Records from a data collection
※

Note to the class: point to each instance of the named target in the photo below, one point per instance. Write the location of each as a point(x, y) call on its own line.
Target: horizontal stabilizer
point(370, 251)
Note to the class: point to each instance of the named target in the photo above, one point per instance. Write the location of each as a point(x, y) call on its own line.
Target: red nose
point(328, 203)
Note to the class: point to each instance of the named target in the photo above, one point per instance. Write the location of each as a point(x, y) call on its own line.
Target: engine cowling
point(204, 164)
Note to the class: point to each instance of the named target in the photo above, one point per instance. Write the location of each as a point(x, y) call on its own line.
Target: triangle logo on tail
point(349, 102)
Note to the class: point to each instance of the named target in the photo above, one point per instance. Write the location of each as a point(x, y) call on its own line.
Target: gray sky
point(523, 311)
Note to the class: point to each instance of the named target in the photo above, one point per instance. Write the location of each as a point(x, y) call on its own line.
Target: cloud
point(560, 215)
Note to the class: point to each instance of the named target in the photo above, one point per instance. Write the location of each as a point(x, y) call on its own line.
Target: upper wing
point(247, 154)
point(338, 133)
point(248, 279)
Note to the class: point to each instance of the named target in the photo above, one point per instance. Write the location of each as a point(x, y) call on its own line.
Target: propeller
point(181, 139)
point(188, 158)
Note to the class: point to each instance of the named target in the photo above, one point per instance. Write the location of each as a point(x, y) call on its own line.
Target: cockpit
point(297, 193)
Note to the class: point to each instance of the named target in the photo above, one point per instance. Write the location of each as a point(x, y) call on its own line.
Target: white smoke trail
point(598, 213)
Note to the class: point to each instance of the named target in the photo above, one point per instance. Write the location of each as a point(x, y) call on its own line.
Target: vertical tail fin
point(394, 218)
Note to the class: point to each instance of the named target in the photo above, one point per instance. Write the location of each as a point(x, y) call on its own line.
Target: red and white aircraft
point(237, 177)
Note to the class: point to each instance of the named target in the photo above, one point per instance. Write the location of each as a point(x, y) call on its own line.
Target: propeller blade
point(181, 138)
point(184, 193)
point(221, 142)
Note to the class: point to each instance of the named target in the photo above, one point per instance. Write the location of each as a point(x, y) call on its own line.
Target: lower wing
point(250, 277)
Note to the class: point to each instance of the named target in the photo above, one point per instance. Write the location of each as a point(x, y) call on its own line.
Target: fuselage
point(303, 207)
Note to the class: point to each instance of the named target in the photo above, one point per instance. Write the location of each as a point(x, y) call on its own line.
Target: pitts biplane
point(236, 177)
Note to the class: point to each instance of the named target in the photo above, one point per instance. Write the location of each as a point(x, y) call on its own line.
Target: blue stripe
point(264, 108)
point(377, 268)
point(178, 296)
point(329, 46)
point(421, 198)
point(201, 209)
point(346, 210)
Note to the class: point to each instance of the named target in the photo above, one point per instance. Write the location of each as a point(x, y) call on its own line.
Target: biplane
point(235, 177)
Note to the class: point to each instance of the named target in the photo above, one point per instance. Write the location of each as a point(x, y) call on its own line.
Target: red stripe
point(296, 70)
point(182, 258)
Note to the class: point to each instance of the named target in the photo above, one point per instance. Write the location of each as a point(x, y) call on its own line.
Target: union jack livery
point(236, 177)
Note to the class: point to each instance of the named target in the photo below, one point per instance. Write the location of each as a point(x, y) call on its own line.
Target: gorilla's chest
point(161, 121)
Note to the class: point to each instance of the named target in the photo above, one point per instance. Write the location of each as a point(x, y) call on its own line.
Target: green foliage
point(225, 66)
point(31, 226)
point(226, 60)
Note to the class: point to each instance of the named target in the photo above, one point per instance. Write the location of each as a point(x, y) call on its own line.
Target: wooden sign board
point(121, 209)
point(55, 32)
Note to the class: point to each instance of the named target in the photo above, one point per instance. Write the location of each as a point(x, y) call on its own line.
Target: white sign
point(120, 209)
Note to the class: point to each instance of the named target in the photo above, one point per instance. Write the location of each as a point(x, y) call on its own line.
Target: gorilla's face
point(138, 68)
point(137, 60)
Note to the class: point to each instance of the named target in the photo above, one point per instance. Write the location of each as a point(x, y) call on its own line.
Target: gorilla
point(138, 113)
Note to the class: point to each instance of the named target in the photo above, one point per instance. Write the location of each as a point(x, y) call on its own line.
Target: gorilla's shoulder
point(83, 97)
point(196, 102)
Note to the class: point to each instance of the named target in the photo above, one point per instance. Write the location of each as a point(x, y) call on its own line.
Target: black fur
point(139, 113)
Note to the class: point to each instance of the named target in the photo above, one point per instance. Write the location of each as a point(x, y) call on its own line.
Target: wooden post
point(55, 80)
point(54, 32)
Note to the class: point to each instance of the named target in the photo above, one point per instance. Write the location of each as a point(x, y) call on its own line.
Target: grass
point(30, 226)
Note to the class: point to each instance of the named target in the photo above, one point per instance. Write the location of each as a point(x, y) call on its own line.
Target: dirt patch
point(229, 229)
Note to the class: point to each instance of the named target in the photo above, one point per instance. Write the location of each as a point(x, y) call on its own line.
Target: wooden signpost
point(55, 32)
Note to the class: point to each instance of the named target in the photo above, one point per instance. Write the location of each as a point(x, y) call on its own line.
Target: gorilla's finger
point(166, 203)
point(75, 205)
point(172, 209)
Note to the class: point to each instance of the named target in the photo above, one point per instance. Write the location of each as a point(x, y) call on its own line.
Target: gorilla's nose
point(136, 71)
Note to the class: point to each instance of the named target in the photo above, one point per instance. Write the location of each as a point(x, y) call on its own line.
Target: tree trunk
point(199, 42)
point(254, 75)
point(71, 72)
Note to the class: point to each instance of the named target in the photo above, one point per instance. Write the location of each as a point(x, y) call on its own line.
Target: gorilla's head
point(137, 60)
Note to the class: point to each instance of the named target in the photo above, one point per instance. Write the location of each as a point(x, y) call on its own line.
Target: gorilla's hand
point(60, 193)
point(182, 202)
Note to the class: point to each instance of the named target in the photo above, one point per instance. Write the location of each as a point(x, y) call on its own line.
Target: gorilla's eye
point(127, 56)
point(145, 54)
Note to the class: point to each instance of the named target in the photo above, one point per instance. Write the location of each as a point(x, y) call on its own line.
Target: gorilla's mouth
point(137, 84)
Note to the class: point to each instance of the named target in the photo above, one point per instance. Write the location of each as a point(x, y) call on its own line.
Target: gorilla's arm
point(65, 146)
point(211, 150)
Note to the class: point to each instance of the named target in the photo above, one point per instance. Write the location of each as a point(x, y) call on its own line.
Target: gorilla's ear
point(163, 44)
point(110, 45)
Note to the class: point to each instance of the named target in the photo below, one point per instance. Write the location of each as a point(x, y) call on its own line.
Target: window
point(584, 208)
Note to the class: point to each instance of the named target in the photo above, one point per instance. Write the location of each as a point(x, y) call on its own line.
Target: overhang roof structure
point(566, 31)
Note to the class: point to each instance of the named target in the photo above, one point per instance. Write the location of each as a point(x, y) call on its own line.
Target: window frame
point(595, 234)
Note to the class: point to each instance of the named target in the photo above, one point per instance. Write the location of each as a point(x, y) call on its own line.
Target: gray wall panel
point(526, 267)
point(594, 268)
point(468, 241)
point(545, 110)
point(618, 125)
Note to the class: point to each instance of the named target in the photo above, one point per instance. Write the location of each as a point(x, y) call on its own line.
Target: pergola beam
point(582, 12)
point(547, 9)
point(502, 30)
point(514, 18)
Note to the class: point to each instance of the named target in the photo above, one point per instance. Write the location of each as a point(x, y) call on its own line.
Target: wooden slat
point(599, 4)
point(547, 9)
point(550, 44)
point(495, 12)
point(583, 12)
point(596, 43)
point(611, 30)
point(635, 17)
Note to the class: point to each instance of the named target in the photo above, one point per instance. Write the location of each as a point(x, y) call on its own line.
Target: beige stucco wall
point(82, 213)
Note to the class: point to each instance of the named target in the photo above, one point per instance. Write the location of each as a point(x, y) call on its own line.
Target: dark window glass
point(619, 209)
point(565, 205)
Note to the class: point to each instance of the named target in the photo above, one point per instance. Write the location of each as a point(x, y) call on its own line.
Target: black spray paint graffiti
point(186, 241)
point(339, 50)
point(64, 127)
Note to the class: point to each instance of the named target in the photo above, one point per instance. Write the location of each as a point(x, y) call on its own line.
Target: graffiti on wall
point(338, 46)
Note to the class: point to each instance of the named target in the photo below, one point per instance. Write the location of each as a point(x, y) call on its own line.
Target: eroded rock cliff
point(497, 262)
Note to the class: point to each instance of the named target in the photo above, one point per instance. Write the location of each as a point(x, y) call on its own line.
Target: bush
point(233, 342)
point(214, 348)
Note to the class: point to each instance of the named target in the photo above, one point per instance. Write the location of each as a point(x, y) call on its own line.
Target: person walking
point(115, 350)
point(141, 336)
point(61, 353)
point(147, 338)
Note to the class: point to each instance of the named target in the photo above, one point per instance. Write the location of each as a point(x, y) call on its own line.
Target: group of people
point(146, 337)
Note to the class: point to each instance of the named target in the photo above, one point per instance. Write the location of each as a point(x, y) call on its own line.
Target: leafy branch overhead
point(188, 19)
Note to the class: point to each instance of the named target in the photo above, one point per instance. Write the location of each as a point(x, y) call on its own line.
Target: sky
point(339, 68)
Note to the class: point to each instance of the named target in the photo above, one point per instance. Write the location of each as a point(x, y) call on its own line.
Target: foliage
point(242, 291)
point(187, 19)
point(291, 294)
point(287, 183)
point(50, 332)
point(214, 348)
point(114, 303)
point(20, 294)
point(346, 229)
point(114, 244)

※

Task brief: List each line of the records above that contains the word "tail", copying every such line in full.

Output for this exercise:
Target: triangle logo on tail
Target: vertical tail fin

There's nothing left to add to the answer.